-- SHORT TASK --
Please rewrite the material from the line with "Find the illuminated" up to and including the line with "x=174, y=115", changing "skyscraper" to "high-rise building" and leaving everything else as it is.

-- RECORDS FOR THE TASK --
^^^^
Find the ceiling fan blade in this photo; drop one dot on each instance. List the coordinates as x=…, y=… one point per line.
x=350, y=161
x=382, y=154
^^^^
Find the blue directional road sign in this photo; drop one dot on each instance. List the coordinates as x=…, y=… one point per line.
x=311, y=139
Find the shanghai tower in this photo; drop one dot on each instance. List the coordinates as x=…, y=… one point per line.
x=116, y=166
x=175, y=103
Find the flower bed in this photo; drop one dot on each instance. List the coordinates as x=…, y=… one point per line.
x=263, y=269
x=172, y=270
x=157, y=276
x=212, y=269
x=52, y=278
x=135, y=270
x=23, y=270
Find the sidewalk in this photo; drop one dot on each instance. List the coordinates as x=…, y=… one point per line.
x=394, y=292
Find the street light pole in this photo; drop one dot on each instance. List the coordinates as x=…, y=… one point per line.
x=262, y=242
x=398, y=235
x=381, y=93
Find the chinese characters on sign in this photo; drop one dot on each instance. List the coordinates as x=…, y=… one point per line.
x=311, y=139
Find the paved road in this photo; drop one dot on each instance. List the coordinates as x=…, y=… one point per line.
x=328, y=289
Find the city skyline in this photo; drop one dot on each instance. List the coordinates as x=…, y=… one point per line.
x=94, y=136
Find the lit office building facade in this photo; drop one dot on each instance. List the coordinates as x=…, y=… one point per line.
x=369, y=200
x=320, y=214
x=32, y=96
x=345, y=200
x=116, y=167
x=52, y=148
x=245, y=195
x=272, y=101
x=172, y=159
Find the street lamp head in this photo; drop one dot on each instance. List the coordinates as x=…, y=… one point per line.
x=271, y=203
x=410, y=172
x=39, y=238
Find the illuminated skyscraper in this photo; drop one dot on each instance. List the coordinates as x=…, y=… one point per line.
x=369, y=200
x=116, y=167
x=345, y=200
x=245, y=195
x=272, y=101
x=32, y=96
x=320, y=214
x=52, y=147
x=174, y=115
^^^^
-- FULL ANSWER --
Find the illuminated high-rise building in this photo; drop one dot on each instance. List the coordinates as x=…, y=… one point per line.
x=369, y=200
x=116, y=167
x=345, y=200
x=245, y=195
x=272, y=101
x=32, y=96
x=320, y=214
x=52, y=147
x=174, y=115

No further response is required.